→ **Задание**:
Воспроизведите дословно часть отрывка о русских солдатах, которая начинается со слов, содержащих «Русские солдаты колебались, спорили.», и заканчивается словами «бомбы и штыки.».

Я хочу, чтобы правильно поняли высокую принципиальность их пассивного сопротивления и тот глубокий перелом, который произошел в их сознании.
Русские солдаты колебались, спорили. Слова «русская революция» горели в их сердцах, но они не стали действовать как фанатики, поддавшись первому побуждению. У них не было никаких агрессивных намерений. Они проявляли полную бездеятельность и даже позволили противникам убивать их – точно так же, как несколькими годами позже индусы под влиянием учения Ганди подставили свои обнаженные тела под английские пулеметы, бомбы и штыки.
Основной пункт их требований гласил: мы имеем право распоряжаться собственной судьбой, так как революция произвела в России коренные преобразования. Наше обязательство не более как пустой звук: ведь те, кому мы его давали и кто нас обманул – наши прежние хозяева, – сметены мощным дыханием революции. Судьба наша должна измениться, раз перед нами открылась правда. Мы не желаем больше мириться с тем, что нас продали как убойный скот только потому, что Николай II жаждал заполучить Константинополь и поэтому нуждался во французских деньгах. Нам нет дела до того, что английский империализм желал сохранить господство над морями, а немецкий империализм мечтал сам овладеть ими. Нас не касается то, что Соединенные Штаты и прочие международные спекулянты хотели нажиться на этой войне. Мы не желаем больше принимать всерьез нелепое утверждение, что Германия Вильгельма II – единственная хищная страна среди ангельского хора других великих держав. Мы с полным правом требуем, чтобы расторгнули сделку, согласно которой продали наши души и тела, и возвратили бы нам свободу.
Офицеры же говорили иное: «Революция? Прекрасно! Да здравствует свобода! Но нужно продолжать войну во имя выгоды правительств Англии, Франции и Италии. Если вы откажетесь воевать, то вы, во‑первых, трусы, во‑вторых, своим отказом вы всадите нож в спину революции и, кроме того, французские пушки заставят вас образумиться».
Я уже упоминал, что, как все нормальные и разумные люди, желающие понять и исполнить свой истинный долг, русские солдаты долго спорили между собой. Спорили они и перед штурмом Бримона, но не потому, что ими владел страх, – они достаточно показали свою храбрость при наступлении, – а потому, что хотели действовать по велению долга. И, не имея опыта, не зная, на что решиться, они закончили свои споры словами: «Мы пойдем туда, куда нам прикажут идти офицеры, и будем делать то, что они нам прикажут». После чего они строем отправились на бойню.
А теперь вернемся в знакомые уже нам дворцы. Французские власти испугались бесстрашных мятежников, которые превратились в настоящих солдат революции. Ведь подобные примеры заразительны; во Франции уже в семнадцати воинских частях произошли бунты. Вооруженные массы людей начали понемногу понимать, что война ведется лишь в интересах капиталистов. Приходилось учитывать обстановку. И вот французские власти сказали русским властям: «Заберите к себе своих солдат или смирите их, а мы вам поможем». Но в Зимнем Керенский еще больше, чем французы, боится этих солдат, воодушевленных идеей. Этот «вождь» революции постоянно дрожал от страха перед революцией. Он и не подумал вернуть на родину революционеров. Сначала он вилял, по своему обыкновению, а затем вместо ответа послал сильные подкрепления 2‑й бригаде, враждебно настроенной к 1‑й бригаде.

→ **Записанные данные**:
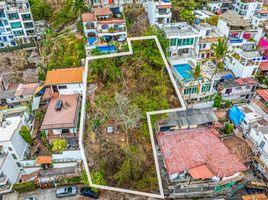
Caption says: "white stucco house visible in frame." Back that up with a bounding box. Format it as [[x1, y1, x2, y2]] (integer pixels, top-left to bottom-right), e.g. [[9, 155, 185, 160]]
[[143, 0, 172, 27]]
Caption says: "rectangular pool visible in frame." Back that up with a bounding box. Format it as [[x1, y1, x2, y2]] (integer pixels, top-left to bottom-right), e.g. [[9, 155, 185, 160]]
[[97, 45, 116, 53]]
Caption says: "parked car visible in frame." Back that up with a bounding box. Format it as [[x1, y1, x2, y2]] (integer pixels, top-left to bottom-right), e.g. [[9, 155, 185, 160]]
[[80, 187, 100, 199], [56, 186, 78, 198]]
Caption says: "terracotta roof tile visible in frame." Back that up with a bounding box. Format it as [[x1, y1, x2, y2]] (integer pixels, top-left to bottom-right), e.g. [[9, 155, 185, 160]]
[[41, 94, 79, 130], [95, 7, 111, 16], [256, 89, 268, 102], [82, 13, 96, 22], [35, 156, 52, 164], [235, 77, 258, 85], [188, 164, 215, 179], [156, 128, 247, 177], [45, 67, 84, 85], [260, 61, 268, 71]]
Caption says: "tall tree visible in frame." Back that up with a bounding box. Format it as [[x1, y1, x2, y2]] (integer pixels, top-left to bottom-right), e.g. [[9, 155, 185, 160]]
[[210, 39, 230, 76], [186, 63, 208, 97]]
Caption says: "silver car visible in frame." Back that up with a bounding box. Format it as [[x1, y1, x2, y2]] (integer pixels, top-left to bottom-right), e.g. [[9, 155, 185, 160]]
[[56, 186, 78, 198]]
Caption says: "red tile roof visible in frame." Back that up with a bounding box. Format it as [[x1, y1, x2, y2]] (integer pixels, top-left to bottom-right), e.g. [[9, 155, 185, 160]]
[[188, 164, 215, 179], [256, 89, 268, 102], [82, 13, 96, 22], [235, 77, 258, 85], [260, 61, 268, 71], [95, 7, 111, 16], [157, 128, 247, 178], [15, 83, 38, 96], [41, 94, 79, 130], [36, 156, 52, 164], [45, 67, 84, 85]]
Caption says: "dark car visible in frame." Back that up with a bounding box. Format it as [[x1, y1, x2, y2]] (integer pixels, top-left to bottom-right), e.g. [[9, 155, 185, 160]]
[[56, 186, 78, 198], [80, 187, 100, 199]]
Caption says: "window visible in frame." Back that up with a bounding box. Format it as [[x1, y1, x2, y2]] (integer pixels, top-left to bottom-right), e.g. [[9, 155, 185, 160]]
[[260, 141, 265, 149], [11, 153, 17, 160], [17, 162, 21, 167], [201, 83, 211, 92], [10, 22, 22, 29], [8, 13, 19, 20], [59, 85, 67, 90], [158, 8, 167, 14]]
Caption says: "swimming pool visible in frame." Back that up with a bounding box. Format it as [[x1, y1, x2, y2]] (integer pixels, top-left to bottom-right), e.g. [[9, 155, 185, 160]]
[[97, 45, 116, 53], [173, 63, 193, 82]]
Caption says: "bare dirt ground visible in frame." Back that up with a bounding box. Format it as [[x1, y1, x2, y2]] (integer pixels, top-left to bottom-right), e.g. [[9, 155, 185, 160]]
[[0, 50, 39, 83]]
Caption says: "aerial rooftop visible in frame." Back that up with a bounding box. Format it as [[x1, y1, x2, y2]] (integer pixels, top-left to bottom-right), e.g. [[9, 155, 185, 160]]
[[219, 10, 250, 27], [156, 127, 247, 179], [41, 95, 79, 130], [164, 22, 198, 37], [45, 67, 84, 85]]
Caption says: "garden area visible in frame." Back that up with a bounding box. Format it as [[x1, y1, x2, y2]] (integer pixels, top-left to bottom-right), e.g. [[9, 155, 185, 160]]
[[84, 40, 180, 193]]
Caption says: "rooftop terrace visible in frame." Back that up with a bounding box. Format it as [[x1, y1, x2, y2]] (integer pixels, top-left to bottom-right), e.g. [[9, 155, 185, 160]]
[[156, 127, 247, 179]]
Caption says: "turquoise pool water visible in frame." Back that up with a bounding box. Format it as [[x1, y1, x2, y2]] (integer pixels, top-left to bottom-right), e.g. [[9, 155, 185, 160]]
[[173, 63, 193, 82]]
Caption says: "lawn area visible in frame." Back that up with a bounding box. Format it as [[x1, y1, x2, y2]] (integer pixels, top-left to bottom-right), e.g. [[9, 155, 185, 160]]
[[84, 40, 180, 193]]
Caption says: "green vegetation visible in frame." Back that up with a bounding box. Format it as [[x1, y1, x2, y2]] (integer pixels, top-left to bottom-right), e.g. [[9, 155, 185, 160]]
[[52, 139, 67, 153], [29, 0, 52, 21], [207, 15, 219, 26], [210, 39, 230, 75], [85, 38, 180, 192], [223, 122, 234, 135], [58, 176, 82, 185], [19, 126, 33, 145], [30, 0, 87, 29], [171, 0, 207, 22], [13, 181, 35, 193]]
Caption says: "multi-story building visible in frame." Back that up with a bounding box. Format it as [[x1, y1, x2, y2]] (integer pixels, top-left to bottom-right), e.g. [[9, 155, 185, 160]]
[[143, 0, 172, 27], [164, 22, 201, 60], [207, 0, 232, 13], [195, 23, 225, 59], [0, 0, 35, 48], [217, 78, 258, 102], [233, 0, 263, 18], [217, 11, 261, 50], [171, 62, 232, 104], [250, 89, 268, 121], [89, 0, 134, 6], [247, 126, 268, 178], [225, 48, 262, 78], [0, 147, 20, 195], [0, 107, 32, 194], [82, 6, 127, 53]]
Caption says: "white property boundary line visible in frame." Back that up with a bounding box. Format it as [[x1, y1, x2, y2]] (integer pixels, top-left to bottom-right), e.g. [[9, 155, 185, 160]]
[[79, 36, 186, 199]]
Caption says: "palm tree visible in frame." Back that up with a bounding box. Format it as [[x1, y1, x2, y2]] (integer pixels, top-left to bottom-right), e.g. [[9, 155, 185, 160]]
[[210, 39, 230, 79], [185, 63, 209, 99]]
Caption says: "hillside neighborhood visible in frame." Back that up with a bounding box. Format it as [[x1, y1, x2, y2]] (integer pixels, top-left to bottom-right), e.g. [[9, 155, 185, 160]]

→ **Ответ**:
Русские солдаты колебались, спорили. Слова «русская революция» горели в их сердцах, но они не стали действовать как фанатики, поддавшись первому побуждению. У них не было никаких агрессивных намерений. Они проявляли полную бездеятельность и даже позволили противникам убивать их – точно так же, как несколькими годами позже индусы под влиянием учения Ганди подставили свои обнаженные тела под английские пулеметы, бомбы и штыки.